Brief A
Count the lines in the listing below that contain the string "officer".

Prioritizing sound over video should be especially useful in video 
conferencing but for now I'm not going to implement it. That's simply because 
I'm afraid that testing conditions could be highly variable and difficult to 
reproduce. Let's stick to something predictable for now.

> The problem is that the socket API is "weird": a TCP/UDP socket would
> simply block until one can send a packet. DCCP may block because it is
> doing congestion control. Currently the difference to normal sockets API
> is that Linux DCCP uses a type of "port" (in operating systems terms):
> the application can fill this port with data until it is told "EAGAIN"
> (port busy).
> This is insufficient for real-time data (which may become too old) and
> I am guessing that this is where your prioritisation ideas come in.
>
That's exactly the thing I asked about some time ago in "dccp send" thread. It 
then turned out that discarding a packet is possible. But to choose 
effecively (ie. quickly) a packet to discard might not be so easy... And I 
need to give it a thought as it may spoil a bit my time complexity 
estimations.

> The only existing approaches I know of are
>  1. Ian's patches which communicate an expiry time to the kernel
>     http://www.wand.net.nz/~iam4/
>     Ian keeps his best-packet-next algorithm as an experimental patch set,
>     but I can see useful points - in particular the idea of passing the
>     expiry time as ancillary data (cmsghdr).
I already had a look at this patch and I also think that this is the right way 
to pass this additional data to kernel.

>  2. There was an early implementation by Lai/Kohler
>     http://www.cs.ucla.edu/~kohler/pubs/lai04efficiency.pdf
>     but this is more of a conceptual model, as it shares memory regions
>     between kernel and user space. The only way I can see of
>     implementing this would be mmap() with additional primitives to
>     protect the shared areas. Maybe there is a smarter way.
>     This used a 2-priority scheme: enqueued packets are either `live'
>     or `dead'; and the application can modify packets it already
>     enqueued.
>
I've seen it some time ago but find it too complex. Not only to implement in 
kernel but especially to application developers. What I prefer is "fire and 
forget" style. Of course the approach may be quite flexible but I doubt it's 
worth it.

Brief B
In the DCCP discussion excerpt above, what two states can enqueued packets take in the Lai/Kohler two-priority scheme?

Data to use
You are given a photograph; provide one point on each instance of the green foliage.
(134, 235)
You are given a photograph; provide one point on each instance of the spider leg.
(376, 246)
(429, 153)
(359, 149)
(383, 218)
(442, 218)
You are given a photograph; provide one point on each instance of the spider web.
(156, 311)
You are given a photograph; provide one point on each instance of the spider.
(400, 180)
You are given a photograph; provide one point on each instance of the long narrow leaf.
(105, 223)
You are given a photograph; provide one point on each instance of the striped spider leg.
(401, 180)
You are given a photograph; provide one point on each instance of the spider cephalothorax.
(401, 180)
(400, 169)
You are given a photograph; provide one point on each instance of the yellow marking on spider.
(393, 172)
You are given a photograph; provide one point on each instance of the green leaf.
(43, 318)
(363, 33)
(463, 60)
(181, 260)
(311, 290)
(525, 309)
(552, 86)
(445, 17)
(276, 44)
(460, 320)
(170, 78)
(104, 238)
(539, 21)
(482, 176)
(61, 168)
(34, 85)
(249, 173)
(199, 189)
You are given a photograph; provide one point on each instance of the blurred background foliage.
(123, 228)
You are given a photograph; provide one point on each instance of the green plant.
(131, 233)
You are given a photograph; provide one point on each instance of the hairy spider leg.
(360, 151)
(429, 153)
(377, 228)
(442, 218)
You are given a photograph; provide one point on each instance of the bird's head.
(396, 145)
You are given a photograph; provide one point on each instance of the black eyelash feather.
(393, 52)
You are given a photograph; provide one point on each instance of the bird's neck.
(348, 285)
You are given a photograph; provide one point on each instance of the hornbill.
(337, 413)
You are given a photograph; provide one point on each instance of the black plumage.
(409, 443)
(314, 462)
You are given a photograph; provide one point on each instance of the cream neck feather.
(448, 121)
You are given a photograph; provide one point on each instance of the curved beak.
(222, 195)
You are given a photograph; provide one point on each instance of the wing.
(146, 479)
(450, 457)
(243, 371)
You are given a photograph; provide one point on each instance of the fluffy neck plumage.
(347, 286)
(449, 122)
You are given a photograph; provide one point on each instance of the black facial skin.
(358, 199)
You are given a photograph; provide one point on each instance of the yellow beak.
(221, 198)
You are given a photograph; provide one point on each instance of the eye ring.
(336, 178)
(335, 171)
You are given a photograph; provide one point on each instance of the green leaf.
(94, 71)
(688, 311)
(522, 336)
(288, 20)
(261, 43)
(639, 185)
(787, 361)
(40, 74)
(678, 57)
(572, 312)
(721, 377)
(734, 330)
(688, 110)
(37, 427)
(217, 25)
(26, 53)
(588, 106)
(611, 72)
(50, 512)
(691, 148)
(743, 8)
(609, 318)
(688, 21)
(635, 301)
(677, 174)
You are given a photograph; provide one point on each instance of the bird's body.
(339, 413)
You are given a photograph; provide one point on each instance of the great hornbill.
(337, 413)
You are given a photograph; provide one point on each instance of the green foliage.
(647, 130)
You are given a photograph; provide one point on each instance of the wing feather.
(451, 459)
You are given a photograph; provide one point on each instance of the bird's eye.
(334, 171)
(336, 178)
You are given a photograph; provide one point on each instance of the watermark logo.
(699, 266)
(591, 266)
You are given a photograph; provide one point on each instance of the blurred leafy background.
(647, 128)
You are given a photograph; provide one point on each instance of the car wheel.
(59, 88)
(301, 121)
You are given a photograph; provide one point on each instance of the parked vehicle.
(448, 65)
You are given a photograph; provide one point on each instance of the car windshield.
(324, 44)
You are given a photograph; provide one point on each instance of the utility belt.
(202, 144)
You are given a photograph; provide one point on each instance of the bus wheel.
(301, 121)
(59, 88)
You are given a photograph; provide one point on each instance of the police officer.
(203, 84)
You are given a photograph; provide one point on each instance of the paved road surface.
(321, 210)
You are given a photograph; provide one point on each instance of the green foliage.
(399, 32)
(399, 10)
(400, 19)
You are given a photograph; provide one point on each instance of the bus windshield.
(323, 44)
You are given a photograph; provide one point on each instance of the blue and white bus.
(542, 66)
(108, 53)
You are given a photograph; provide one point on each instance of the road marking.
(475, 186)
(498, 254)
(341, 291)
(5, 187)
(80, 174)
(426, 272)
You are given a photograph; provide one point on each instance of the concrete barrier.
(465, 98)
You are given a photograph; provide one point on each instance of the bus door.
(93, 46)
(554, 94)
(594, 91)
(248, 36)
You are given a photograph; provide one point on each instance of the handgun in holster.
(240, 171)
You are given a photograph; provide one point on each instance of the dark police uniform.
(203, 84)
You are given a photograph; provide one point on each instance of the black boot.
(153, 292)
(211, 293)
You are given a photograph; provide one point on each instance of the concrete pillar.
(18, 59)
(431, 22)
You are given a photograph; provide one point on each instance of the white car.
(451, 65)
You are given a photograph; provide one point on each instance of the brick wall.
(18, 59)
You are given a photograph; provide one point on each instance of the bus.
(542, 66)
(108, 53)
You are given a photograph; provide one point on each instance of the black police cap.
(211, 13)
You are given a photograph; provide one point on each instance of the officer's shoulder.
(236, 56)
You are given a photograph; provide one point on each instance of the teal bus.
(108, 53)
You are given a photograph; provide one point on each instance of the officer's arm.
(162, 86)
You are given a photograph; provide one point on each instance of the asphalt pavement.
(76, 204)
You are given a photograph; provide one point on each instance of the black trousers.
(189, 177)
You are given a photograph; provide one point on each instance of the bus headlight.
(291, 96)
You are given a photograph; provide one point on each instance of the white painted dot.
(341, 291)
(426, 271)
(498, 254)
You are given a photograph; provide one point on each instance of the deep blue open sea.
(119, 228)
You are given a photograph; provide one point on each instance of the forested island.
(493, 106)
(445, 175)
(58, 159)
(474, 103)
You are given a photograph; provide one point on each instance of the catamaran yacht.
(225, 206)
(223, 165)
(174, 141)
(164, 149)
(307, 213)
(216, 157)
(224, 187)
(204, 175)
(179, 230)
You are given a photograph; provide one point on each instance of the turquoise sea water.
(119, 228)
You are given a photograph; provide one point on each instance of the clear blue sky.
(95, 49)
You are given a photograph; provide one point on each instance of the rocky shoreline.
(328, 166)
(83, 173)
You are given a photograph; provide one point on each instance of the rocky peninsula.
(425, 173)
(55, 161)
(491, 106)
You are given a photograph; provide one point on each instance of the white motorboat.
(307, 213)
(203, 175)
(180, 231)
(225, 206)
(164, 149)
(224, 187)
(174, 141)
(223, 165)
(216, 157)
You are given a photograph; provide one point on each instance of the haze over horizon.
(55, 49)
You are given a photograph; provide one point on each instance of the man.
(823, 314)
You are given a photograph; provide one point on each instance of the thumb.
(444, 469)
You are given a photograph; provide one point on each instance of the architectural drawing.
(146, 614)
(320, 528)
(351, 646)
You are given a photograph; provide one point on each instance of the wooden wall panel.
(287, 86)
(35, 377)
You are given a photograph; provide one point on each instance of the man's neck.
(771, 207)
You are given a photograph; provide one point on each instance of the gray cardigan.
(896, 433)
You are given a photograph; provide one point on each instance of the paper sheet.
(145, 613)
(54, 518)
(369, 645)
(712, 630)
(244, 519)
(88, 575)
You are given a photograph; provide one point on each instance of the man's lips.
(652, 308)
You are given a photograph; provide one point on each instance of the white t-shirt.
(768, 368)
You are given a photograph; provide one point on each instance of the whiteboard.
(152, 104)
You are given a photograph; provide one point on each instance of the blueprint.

Task result A
3

Task result B
Enqueued packets are either live or dead.